◆ Requirements ◆
Show every line of the rows below that contains the string "long". Case counts.

◆ Saved data entries ◆
★ ★ ★ ★ ★ ★ ★

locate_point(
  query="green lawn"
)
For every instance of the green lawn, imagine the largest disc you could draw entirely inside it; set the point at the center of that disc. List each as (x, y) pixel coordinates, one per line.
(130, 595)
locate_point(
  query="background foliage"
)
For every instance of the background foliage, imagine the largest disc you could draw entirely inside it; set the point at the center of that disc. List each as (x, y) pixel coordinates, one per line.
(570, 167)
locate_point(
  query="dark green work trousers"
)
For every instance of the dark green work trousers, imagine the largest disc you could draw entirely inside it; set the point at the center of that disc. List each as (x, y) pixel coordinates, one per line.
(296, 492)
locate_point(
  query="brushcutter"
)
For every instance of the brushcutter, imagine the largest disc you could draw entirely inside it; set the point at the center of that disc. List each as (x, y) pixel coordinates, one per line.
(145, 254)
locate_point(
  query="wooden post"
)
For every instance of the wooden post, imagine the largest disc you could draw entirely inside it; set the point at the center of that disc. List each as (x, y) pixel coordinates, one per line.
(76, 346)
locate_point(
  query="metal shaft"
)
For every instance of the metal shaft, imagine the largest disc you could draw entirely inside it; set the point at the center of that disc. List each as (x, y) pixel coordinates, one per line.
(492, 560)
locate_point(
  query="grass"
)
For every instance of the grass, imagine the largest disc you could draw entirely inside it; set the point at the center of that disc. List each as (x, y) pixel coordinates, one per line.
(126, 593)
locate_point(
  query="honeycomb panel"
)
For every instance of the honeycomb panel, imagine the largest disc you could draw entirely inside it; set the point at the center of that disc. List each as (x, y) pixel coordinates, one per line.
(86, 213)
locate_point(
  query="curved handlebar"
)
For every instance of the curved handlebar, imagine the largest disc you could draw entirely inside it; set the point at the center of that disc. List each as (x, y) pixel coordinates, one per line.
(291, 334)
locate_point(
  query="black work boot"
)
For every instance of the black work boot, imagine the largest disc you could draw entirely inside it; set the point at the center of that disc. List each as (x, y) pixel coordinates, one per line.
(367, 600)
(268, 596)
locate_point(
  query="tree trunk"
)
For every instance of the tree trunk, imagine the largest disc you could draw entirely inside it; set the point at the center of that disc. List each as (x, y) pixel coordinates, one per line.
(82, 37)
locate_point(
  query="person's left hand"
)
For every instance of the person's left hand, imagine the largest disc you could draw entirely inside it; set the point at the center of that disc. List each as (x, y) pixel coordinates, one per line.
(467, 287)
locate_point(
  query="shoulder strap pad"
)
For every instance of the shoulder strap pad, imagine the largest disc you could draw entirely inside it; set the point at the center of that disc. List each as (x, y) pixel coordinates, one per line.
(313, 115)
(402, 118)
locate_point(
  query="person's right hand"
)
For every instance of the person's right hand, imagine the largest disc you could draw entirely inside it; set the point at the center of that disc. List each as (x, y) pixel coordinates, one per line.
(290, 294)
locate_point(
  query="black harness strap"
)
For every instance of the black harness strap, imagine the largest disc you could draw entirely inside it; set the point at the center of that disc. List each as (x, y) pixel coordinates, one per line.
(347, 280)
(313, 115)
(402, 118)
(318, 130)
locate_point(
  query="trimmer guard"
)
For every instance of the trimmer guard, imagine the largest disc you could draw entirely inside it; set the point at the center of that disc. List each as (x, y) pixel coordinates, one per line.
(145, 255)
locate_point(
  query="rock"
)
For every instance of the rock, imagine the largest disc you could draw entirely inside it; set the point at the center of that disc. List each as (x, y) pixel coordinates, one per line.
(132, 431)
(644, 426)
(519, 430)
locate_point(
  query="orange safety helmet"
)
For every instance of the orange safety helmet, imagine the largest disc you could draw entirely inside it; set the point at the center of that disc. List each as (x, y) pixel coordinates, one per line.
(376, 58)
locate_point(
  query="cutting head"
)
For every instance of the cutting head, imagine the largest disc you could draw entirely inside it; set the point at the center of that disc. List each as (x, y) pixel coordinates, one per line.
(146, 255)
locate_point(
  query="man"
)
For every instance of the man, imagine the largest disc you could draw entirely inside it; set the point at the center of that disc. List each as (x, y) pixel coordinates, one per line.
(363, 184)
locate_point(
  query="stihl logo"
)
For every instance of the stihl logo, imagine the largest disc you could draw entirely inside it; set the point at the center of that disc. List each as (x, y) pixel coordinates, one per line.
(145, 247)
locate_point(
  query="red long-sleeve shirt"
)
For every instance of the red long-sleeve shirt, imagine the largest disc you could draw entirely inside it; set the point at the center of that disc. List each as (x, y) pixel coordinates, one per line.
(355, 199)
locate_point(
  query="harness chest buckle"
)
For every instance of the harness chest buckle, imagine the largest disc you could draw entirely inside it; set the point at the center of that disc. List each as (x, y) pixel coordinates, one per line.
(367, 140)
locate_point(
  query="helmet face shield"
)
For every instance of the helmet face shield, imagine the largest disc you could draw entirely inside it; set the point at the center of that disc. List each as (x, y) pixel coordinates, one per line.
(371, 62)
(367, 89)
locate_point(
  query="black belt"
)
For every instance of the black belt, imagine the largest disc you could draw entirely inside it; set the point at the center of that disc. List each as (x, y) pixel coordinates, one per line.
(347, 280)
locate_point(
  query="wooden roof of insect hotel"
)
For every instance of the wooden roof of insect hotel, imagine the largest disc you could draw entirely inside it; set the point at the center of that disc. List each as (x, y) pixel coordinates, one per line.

★ ★ ★ ★ ★ ★ ★

◆ Answer to the problem ◆
  query="red long-sleeve shirt"
For every instance of the red long-sleeve shirt, imagine the largest disc you could draw entirely inside it; set the point at the center of that disc. List each as (x, y) pixel coordinates, one per line.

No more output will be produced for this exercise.